> **Exercise material**
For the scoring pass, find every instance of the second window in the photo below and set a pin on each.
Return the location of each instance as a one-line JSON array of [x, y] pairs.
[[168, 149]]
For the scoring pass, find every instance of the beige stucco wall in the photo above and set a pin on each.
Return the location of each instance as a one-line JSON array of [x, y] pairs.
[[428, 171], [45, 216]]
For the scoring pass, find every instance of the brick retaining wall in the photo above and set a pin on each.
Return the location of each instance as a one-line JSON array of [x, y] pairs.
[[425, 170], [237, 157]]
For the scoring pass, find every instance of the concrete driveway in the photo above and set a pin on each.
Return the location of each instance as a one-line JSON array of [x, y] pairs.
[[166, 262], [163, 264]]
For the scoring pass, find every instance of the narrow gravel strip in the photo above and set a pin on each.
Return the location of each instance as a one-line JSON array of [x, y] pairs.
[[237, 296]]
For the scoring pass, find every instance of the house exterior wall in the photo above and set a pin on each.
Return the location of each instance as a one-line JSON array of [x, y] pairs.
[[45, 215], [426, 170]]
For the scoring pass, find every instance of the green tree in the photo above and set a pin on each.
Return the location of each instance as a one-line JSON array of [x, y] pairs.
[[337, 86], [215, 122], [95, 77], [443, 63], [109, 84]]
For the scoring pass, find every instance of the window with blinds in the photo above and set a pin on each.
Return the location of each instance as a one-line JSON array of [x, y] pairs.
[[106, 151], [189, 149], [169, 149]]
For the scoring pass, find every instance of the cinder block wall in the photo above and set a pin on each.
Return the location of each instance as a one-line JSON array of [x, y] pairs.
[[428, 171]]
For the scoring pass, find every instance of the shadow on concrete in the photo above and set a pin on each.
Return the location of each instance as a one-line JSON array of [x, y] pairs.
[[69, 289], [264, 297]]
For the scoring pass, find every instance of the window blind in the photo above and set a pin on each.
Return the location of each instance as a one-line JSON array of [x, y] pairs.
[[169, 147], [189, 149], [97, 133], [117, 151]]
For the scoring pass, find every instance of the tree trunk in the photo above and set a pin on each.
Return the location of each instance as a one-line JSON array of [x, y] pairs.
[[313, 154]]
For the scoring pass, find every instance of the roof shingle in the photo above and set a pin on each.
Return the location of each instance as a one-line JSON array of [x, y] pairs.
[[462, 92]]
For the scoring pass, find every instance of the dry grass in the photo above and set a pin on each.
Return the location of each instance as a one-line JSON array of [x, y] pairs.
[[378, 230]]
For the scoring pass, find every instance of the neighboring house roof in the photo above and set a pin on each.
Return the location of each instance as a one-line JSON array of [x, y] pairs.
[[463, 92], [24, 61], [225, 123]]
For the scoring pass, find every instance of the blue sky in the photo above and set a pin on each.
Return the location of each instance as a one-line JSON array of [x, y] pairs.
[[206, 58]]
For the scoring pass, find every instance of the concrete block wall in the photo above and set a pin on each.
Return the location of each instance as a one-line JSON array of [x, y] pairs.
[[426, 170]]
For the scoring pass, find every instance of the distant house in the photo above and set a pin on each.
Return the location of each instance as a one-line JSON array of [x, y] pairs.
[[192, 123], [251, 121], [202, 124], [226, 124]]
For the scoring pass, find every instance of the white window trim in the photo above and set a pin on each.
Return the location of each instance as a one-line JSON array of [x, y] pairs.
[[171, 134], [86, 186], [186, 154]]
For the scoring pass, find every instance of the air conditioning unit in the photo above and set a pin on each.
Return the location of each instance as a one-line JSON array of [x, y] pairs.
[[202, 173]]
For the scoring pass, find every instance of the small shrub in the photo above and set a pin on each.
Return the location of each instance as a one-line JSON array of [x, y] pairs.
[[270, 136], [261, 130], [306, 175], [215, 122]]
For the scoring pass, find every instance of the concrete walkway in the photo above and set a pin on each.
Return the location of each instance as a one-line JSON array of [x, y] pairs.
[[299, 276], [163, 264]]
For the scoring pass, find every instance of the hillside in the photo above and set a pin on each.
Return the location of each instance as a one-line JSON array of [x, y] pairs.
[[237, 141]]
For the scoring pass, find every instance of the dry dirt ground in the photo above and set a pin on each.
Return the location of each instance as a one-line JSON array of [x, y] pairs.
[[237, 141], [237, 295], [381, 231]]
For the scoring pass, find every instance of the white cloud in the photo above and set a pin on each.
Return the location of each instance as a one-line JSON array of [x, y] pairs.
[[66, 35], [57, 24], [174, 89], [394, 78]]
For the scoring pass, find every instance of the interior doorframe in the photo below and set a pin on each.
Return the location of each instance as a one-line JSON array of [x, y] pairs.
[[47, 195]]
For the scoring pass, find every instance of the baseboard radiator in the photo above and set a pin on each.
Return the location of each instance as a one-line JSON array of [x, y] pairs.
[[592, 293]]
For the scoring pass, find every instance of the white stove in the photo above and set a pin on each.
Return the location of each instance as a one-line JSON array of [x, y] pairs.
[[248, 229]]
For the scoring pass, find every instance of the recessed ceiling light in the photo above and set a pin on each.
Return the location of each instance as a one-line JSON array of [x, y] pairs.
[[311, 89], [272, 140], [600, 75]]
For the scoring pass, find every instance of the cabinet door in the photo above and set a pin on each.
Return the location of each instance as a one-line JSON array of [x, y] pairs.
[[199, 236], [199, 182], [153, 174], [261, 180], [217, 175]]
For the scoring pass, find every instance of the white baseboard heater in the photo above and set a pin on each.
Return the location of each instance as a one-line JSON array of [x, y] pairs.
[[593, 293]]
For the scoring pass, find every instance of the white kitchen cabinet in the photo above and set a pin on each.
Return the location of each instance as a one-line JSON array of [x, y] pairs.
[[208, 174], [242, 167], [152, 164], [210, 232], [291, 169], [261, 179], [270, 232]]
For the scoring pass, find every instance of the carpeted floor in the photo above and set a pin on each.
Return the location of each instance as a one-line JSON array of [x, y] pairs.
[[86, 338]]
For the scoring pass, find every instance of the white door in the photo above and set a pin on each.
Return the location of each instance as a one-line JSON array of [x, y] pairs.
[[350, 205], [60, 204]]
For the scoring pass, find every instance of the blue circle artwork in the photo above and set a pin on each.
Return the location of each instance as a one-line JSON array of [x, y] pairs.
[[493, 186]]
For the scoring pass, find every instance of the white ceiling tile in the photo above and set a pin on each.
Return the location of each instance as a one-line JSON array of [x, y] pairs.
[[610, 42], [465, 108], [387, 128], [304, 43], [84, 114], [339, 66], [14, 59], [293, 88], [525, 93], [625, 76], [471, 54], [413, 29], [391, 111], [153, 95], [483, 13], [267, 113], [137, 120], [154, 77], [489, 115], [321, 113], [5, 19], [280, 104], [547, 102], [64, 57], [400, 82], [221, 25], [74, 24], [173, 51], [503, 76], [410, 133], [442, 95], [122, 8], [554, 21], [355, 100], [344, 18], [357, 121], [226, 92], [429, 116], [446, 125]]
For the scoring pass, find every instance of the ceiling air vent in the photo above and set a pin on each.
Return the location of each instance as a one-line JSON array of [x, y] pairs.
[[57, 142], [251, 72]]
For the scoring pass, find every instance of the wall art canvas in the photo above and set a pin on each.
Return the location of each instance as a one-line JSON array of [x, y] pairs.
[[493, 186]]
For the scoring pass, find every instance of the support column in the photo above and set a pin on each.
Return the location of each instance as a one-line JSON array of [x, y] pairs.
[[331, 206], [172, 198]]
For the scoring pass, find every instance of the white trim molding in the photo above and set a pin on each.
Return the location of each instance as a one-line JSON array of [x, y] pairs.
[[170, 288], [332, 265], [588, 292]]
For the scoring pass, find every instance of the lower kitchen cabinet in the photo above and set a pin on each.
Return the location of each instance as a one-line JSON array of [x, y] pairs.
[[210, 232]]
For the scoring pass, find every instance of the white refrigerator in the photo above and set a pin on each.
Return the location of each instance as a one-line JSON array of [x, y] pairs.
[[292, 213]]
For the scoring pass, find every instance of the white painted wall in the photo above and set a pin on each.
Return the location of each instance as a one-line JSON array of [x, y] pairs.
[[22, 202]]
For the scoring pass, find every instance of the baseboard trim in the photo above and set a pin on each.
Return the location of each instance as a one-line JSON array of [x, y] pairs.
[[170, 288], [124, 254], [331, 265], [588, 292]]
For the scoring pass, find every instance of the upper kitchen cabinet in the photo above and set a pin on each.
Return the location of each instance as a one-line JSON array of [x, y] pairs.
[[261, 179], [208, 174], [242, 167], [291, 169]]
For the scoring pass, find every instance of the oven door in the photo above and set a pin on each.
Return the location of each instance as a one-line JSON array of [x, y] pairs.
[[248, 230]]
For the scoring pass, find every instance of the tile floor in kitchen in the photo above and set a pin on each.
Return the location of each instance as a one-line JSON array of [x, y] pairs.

> **What the exercise asks**
Print the listing word for word, starting with its first line and going on through the line that contains "[[428, 171], [45, 216]]", with that line included.

> **Finished answer**
For the scoring pass, find every instance of the second window in the photo below and set a pin on each.
Return the location of each instance as a one-line JSON array of [x, y] pairs.
[[168, 149]]
For the scoring pass, find every instance of the beige stucco wall in the photo above and set a pin on each.
Return the location of each instance as a one-line JSON array of [x, y] pairs.
[[428, 171], [45, 216]]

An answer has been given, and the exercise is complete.